Given text
=======

HCMC’s Economic Growth Remained High in First 5 Months

Ho Chi Minh City’s economic growth rate remained high and reached the targeted socio-economic levels, reported the City’s officials yesterday during a review of the southern economic hub’s socio-economic situation for the first five months of the year.

Making thread for export at Coats Phong Phu JV Co. in HCMC

The total retail and service sector turnover reached VND62 trillion (approximately US$3.9 billion), a year-on-year increase of 7.6 percent.
 
Trade and the hotel and restaurant services saw the sharpest increase in turnover of 28.1 percent and 30.9 percent respectively.
 
The number of international visitors to the City also rose to over 1 million, reaching 40.5 percent of the year’s target figure.
 
The city’s exports surged again during the first five months of the year, amounting US$2.34 billion, an increase of 10.5 percent over the same period last year.
 
Among the exports, rice came top with an increase of 18.4 percent, followed by garments at 10.2 percent, seafood at 6.5 percent, and footwear at 1.9 percent.
 
HCMC-based enterprises have imported more than US$2.96 billion worth of products to date this year, a year-on-year rise of 13.6 percent.
 
The majority of imports centered on fuels, materials for garment and footwear industries, medicines, steel, vegetable oil, milk and milk products.
 
The domestic economic sector recorded growth of 12.6 percent, while foreign-invested enterprises posted an increase of 8.3 percent.
 
The budget collection in the city reached VND31 trillion (approx. US$1.9 billion), a year-on-year increase of 23.3 percent; among which, budget from local resources increased by 39 percent, and from imports and exports it rose by 30.4 percent.

=======

Task details
Copy the passage of the Ho Chi Minh City growth report starting with "The number of" and going on through "period last year.", changing "international visitors" to "foreign visitors".

=======

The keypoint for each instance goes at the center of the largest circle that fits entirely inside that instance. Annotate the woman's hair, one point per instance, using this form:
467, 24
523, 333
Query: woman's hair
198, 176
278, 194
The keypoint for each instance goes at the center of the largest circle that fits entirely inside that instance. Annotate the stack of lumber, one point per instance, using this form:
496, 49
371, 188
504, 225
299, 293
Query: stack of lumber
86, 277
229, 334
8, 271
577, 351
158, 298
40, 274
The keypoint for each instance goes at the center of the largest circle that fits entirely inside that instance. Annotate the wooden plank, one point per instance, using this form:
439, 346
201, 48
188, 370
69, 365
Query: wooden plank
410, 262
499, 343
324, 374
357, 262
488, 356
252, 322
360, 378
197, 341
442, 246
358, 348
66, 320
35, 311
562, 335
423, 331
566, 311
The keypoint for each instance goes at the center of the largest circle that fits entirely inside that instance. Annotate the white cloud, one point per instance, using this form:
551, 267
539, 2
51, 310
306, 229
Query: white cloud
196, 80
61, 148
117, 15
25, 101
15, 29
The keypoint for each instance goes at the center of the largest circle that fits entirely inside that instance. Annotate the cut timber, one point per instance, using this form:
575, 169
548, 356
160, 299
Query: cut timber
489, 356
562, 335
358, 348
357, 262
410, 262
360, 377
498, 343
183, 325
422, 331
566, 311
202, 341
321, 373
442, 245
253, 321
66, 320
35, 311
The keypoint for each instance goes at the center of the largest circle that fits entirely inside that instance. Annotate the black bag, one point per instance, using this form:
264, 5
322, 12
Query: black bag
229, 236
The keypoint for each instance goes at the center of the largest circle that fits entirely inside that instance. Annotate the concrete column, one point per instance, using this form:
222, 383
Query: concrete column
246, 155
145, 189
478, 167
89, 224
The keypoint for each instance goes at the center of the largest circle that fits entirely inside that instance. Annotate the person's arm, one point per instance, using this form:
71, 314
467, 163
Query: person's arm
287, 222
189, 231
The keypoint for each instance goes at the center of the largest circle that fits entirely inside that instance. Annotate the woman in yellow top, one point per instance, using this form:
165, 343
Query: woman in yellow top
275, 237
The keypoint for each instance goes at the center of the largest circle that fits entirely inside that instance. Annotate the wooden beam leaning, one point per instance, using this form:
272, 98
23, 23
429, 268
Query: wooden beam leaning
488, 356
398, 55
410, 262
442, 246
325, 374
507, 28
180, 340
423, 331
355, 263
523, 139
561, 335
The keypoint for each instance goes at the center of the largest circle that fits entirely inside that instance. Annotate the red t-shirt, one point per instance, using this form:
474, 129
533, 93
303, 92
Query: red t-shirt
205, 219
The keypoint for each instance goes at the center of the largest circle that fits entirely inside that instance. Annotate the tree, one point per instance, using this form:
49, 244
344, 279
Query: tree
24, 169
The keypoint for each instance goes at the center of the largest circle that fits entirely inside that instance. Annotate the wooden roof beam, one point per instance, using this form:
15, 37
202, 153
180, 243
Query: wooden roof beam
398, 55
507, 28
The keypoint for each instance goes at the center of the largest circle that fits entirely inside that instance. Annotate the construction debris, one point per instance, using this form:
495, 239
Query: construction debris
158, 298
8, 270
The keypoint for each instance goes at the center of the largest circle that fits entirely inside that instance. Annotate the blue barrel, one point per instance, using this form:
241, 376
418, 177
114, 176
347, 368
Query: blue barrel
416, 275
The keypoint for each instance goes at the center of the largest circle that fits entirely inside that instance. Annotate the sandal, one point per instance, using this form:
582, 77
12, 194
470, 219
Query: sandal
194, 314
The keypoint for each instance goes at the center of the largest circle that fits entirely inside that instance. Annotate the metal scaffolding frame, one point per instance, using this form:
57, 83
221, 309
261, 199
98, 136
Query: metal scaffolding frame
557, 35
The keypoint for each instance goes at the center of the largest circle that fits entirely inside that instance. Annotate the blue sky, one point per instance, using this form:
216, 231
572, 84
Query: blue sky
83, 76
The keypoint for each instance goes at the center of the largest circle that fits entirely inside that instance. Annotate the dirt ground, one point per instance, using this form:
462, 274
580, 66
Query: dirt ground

=======

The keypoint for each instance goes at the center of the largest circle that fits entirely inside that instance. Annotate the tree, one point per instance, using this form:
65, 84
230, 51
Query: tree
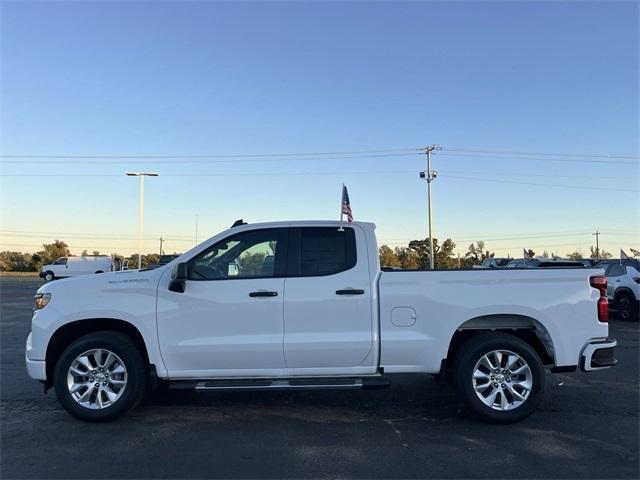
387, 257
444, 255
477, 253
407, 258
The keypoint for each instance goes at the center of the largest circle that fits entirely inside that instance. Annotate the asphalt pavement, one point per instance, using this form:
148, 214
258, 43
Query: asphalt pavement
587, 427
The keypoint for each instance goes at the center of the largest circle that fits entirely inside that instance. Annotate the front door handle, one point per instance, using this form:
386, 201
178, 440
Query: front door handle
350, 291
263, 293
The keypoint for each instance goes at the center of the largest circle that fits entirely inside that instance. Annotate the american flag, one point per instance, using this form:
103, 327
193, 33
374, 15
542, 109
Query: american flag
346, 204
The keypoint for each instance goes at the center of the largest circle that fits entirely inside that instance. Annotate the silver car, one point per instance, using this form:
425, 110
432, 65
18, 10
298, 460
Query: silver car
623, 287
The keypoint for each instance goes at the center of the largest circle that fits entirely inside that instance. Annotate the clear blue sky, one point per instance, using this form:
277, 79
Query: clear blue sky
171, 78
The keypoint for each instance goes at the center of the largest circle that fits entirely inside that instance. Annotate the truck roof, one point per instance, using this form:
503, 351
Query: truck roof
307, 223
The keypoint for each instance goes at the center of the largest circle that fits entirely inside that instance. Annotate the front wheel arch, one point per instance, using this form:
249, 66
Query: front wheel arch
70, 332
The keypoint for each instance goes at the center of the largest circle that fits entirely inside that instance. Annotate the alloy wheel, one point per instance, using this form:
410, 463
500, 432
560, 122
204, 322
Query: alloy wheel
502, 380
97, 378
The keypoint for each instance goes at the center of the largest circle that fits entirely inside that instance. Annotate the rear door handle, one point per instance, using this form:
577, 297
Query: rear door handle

=======

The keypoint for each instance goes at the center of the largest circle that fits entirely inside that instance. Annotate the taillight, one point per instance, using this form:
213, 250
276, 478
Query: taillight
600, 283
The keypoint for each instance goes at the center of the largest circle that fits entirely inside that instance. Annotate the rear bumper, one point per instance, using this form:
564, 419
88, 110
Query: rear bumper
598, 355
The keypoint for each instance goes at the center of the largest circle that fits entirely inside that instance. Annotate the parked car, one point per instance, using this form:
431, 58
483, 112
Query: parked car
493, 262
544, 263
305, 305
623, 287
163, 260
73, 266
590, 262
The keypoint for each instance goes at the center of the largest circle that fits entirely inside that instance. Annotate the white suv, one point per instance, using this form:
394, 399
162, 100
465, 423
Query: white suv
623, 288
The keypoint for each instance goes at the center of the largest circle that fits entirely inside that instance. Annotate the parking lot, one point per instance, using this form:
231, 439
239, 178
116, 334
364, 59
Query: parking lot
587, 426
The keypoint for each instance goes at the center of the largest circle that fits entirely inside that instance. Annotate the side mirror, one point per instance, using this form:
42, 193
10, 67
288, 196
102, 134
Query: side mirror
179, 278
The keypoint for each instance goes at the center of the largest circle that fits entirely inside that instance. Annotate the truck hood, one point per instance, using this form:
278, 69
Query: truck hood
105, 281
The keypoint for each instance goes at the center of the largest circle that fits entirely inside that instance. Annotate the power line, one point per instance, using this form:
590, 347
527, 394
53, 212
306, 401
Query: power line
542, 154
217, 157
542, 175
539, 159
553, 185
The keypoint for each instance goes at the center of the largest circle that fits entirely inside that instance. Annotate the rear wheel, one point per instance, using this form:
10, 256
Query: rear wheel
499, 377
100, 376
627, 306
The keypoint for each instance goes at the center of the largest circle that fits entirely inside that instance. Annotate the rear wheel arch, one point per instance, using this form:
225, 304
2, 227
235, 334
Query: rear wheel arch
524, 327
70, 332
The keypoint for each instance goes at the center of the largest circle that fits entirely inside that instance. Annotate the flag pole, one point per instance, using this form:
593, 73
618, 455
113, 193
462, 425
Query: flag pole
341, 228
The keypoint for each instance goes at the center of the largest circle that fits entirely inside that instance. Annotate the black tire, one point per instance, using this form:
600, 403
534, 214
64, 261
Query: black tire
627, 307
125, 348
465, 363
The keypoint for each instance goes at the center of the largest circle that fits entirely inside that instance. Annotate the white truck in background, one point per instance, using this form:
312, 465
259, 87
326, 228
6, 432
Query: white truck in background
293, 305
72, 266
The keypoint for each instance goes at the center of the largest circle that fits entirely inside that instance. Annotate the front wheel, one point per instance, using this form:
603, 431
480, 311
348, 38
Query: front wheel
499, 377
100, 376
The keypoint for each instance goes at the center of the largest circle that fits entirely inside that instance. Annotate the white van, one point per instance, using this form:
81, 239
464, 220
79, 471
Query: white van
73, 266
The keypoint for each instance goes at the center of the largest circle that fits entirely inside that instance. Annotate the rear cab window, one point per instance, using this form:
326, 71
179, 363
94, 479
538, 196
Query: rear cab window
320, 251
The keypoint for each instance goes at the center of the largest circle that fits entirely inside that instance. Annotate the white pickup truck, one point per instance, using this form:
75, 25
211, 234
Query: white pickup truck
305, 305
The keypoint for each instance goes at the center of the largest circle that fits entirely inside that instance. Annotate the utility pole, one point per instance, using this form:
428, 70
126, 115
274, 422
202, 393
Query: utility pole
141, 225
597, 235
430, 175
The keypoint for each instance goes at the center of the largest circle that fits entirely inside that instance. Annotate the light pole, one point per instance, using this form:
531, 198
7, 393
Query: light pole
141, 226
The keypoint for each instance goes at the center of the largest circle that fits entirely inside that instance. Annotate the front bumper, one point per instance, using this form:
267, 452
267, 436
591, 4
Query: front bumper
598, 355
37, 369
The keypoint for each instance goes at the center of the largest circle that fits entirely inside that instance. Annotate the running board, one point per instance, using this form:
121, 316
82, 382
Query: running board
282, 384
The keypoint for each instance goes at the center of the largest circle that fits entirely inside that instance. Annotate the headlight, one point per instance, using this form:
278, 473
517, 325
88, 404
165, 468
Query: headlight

=======

Completed task
The number of foreign visitors to the City also rose to over 1 million, reaching 40.5 percent of the year’s target figure.
 
The city’s exports surged again during the first five months of the year, amounting US$2.34 billion, an increase of 10.5 percent over the same period last year.